> Data provided:
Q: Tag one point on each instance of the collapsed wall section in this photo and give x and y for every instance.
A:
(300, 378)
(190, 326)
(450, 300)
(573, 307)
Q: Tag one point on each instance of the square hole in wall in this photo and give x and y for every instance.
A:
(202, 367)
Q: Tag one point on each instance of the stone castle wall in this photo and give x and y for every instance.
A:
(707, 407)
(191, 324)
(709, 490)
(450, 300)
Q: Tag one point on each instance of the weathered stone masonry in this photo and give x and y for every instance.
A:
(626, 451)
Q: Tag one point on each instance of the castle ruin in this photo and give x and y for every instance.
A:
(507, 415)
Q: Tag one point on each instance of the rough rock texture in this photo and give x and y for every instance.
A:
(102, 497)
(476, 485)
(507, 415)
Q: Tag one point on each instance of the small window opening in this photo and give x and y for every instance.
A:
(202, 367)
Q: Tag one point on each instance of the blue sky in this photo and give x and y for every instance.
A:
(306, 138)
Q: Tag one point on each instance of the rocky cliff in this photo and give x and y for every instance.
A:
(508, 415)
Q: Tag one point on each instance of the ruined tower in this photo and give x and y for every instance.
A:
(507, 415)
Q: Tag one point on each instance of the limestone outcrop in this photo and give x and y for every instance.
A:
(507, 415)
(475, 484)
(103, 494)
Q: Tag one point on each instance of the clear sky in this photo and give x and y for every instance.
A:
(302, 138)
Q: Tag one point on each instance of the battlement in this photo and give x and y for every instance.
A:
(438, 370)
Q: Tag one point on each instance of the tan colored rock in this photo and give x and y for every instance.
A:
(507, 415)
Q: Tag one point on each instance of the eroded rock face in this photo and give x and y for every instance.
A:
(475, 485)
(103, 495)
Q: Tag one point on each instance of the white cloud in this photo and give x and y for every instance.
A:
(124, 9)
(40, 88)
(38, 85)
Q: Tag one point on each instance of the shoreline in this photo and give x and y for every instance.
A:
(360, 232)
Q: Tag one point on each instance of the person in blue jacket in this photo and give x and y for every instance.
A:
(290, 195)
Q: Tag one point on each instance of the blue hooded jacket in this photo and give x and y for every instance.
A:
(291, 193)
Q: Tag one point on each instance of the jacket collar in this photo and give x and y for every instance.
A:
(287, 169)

> Work item: From the entries above, copy every line that holds the word "jacket".

> The completed task:
Q: Tag one point on each instance of the person in blue jacket in this photo and give x and y for every instance.
Q: Tag one point on each instance of the blue hooded jacket in this photo and give x and y for every instance.
Q: Tag one point on each instance of the jacket collar in this photo and give x and y for every instance.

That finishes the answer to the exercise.